▶ [Set exercise 1] According to the cortado vs macchiato article, in what decade did the macchiato first appear?
▶ [Set exercise 2] Copy word for word the passage of the cortado vs macchiato article from "A cortado is from" to "differences in detail.".

## BEGIN Text block

Cortado vs Macchiato (top differences)

Photo of a Cortado and a MAcchiato side by side. Cortado vs Macchiato.

Understanding what you’re ordering means looking closely at how these two coffee types line up when compared directly! So, take a closer look at the differences between a cortado vs macchiato.

There are two notable differences between a cortado and a macchiato when looking at and tasting them.

A cortado has a higher espresso ratio if it’s made authentically with two espresso shots. The second difference is that a macchiato uses just a dash of frothed milk, whereas a cortado relies on equal parts of steamed milk. Both have unique flavors and textures that will help you appreciate both popular drinks.

Take a look at the must-know details below!

What is a cortado?

This is a rich and bitter small cup of espresso that is blended smoothly with steamed milk. It contains equal parts of espresso and milk. It earns its name from the Spanish translation of “cut.” This refers to how the steamed milk in the cortado cuts the bitter taste of the espresso.

What is a macchiato?

This is a rich drink blending a tiny amount of frothy milk with a single shot of espresso. Its name comes from the Italian word that means “dashed” or “marked.” Like the cortado above, it refers to how the foamy milk can take the edge off the bite of the espresso beans that make up most of this drink! The name came from baristas looking for a way to distinguish it from a classic cup of espresso.

Cortado vs macchiato Key differences

Now that you understand some of these two strong drinks’ small surface differences, I want to get more detailed so that you can see them clearly. Even though they can often be confused for each other, they’re very different, and it’s easier to see that when you look at its finer details.


A cortado is from Spain, which you probably guessed from my explanation of a Spanish translation above. A macchiato is from…any guesses? That’s right, Italy! Historically, a cortado is older and first appeared in the 1920s, whereas the macchiato only came about in the 1960s.


The ingredient differentiations of these drinks are interesting since they look very similar visually but are so different when you get into the core differences in detail.

First, the Spanish cortado. This is made from steamed milk and a double espresso, as you already know. The ingredient difference with a macchiato will be using one espresso shot and a small amount of frothed milk. If made traditionally, it’s no more than 1-2 teaspoons, and it’s simply dolloped on top.

Brewing process 

Both a cortado and a macchiato are brewed the same, pouring an espresso in first and then adding the milk. The only difference in this would be that a cortado uses equal parts milk and espresso, and a macchiato uses much less milk in the same serving size.

## END Text block
## BEGIN Raw records

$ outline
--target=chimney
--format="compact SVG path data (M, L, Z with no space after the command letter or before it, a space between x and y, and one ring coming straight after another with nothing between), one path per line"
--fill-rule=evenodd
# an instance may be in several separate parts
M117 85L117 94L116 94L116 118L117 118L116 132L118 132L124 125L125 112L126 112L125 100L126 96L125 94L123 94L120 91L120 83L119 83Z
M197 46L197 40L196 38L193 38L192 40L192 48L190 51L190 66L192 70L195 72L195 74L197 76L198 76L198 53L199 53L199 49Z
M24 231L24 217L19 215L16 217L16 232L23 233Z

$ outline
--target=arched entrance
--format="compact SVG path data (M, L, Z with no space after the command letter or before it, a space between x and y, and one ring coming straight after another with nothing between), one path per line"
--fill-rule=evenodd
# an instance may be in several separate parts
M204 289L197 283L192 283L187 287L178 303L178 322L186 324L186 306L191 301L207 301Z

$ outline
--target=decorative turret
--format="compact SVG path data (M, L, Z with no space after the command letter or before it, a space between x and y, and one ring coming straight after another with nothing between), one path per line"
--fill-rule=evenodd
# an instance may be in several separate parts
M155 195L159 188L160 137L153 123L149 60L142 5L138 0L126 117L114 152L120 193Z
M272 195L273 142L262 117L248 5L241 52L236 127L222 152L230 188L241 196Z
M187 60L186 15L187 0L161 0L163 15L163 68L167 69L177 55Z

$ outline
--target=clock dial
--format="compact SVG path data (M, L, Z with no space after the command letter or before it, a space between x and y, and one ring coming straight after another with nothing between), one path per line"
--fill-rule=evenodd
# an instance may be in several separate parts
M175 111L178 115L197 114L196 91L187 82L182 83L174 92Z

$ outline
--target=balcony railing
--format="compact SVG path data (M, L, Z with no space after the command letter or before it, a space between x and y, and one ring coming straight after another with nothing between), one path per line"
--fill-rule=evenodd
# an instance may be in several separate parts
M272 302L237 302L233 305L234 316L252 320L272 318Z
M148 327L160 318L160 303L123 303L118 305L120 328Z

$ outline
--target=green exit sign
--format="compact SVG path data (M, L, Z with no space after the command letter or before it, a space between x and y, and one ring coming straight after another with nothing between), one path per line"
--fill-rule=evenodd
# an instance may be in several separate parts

## END Raw records

▶ [Final answer 1] The 1960s.

▶ [Final answer 2]
A cortado is from Spain, which you probably guessed from my explanation of a Spanish translation above. A macchiato is from…any guesses? That’s right, Italy! Historically, a cortado is older and first appeared in the 1920s, whereas the macchiato only came about in the 1960s.


The ingredient differentiations of these drinks are interesting since they look very similar visually but are so different when you get into the core differences in detail.